WORK ITEM
Return the entries verbatim and drop every picture.

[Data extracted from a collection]
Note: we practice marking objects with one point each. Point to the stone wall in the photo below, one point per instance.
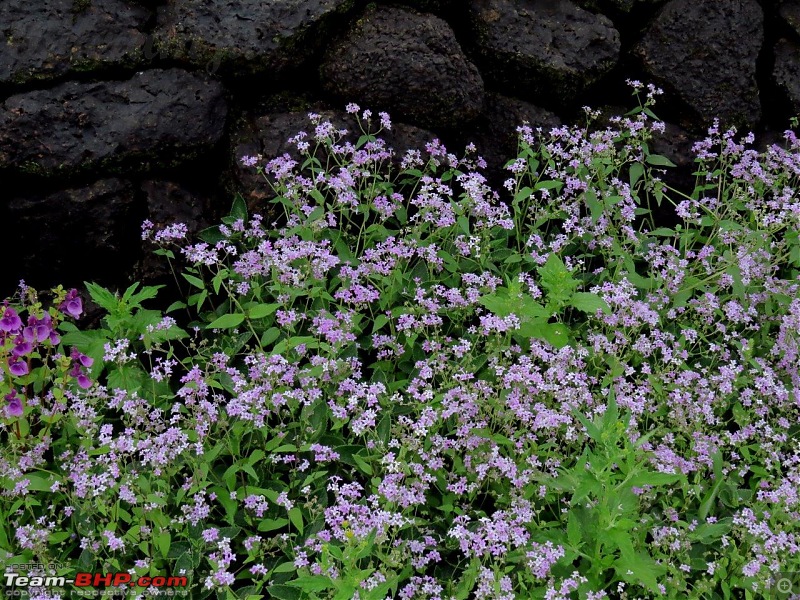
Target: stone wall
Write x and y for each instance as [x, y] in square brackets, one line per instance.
[113, 111]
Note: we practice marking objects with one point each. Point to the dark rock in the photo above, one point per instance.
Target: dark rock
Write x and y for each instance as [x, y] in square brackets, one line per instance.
[789, 10]
[676, 144]
[169, 202]
[439, 7]
[75, 234]
[243, 37]
[408, 64]
[157, 117]
[619, 5]
[267, 136]
[52, 38]
[787, 71]
[542, 49]
[705, 52]
[495, 133]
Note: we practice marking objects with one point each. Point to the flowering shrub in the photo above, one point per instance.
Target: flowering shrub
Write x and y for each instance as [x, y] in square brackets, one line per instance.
[414, 386]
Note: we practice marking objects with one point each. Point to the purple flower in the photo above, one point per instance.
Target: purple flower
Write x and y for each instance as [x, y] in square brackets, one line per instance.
[14, 408]
[18, 368]
[10, 321]
[72, 305]
[21, 347]
[38, 330]
[78, 357]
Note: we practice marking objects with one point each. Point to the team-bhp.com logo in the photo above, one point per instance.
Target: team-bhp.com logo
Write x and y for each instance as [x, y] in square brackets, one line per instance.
[23, 579]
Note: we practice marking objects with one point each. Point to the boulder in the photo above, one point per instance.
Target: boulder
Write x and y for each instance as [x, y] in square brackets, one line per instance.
[408, 64]
[786, 71]
[545, 50]
[495, 133]
[241, 37]
[705, 52]
[624, 6]
[74, 235]
[54, 38]
[268, 134]
[159, 117]
[789, 10]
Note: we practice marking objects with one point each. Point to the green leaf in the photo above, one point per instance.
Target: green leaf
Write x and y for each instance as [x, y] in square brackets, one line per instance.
[659, 161]
[312, 583]
[239, 208]
[548, 184]
[653, 479]
[270, 335]
[589, 303]
[228, 321]
[259, 311]
[211, 235]
[163, 540]
[284, 592]
[296, 517]
[573, 530]
[595, 206]
[195, 281]
[272, 524]
[463, 223]
[636, 172]
[639, 568]
[102, 297]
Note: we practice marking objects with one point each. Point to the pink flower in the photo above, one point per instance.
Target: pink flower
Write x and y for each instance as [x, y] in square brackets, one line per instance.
[72, 305]
[14, 408]
[10, 321]
[18, 368]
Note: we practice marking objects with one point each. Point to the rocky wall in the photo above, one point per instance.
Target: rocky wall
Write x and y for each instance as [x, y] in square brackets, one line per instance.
[113, 111]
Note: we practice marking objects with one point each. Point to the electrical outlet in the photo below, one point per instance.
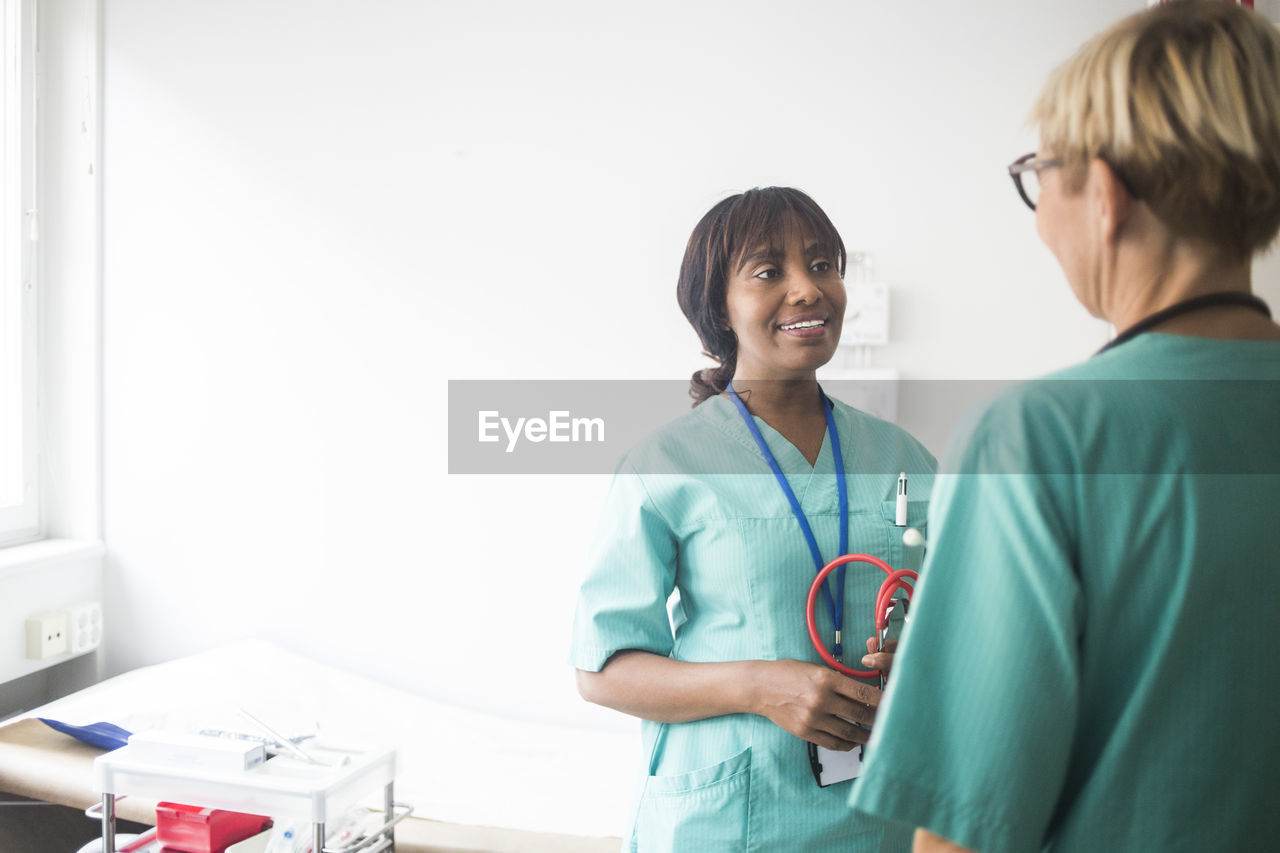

TASK RESULT
Note: we practice marking objects with one point each. Point to the stone wall in the photo below, one point per instance.
Target: stone wall
Write x and y for each instance as [x, y] in square brackets, one line per instance.
[113, 111]
Note: we practice marking objects with one point each. Point to the dark rock in the photo above, one point per instance.
Target: dark rock
Write x and y for each instance as [x, y] in square brackets, one line per instance.
[789, 10]
[676, 144]
[169, 202]
[439, 7]
[75, 234]
[243, 37]
[408, 64]
[157, 117]
[619, 5]
[267, 136]
[52, 38]
[787, 71]
[542, 49]
[705, 52]
[495, 133]
Note: we practice marking objects with one point each. Point to the flowering shrub in the photo above, one point per instance.
Target: flowering shrub
Write x and y for each instance as [x, y] in square brackets, one line per instance.
[414, 386]
Note: we practice marking objects with one point each. Point to the purple flower in the photo above, one point per instance.
Target: purple flower
Write x and y for each instance as [x, y] in square brackets, one line per instance.
[14, 408]
[18, 368]
[10, 321]
[72, 305]
[21, 347]
[38, 330]
[78, 357]
Note: we practice marking objects with one point each. Point to the team-bhp.com logo in the photo above, one point per instance.
Target: team-bhp.com logo
Write x and y for each instance as [x, y] in square brackets, one line per instance.
[23, 579]
Note: we practice marking objects with one point each. Point to the boulder in the photo above, one point per instance.
Target: boulder
Write x and y for each instance as [x, y] in square brackets, one line per instance.
[408, 64]
[786, 71]
[545, 50]
[495, 133]
[241, 37]
[705, 52]
[624, 6]
[74, 235]
[54, 38]
[268, 134]
[159, 117]
[789, 10]
Note: we practice marking objects with one point each. Point to the green leaf in the photo above, one point per instance.
Target: green leaf
Write x and y for each instance as [x, y] in square brackets, one line per instance.
[659, 161]
[312, 583]
[239, 208]
[548, 184]
[653, 479]
[270, 335]
[589, 303]
[228, 321]
[259, 311]
[211, 235]
[163, 540]
[284, 592]
[296, 517]
[573, 530]
[595, 206]
[195, 281]
[272, 524]
[463, 223]
[636, 172]
[639, 568]
[102, 297]
Note: we practice marking objects with one point each. Point to the pink flower in the photo above, one point per instance.
Target: pink flower
Write x and y for each instance as [x, y] in square brackets, one line per instance.
[72, 305]
[14, 408]
[10, 321]
[18, 368]
Note: we practice marking objects with one point each. Point to the rocky wall in the photo above, one point per instance.
Target: rocky wall
Write x and y for each instance as [x, y] in square brackets, one line per instance.
[113, 111]
Note: we practice marking objects with one point each. Point to the electrical outlet in the photo below, one point per instance.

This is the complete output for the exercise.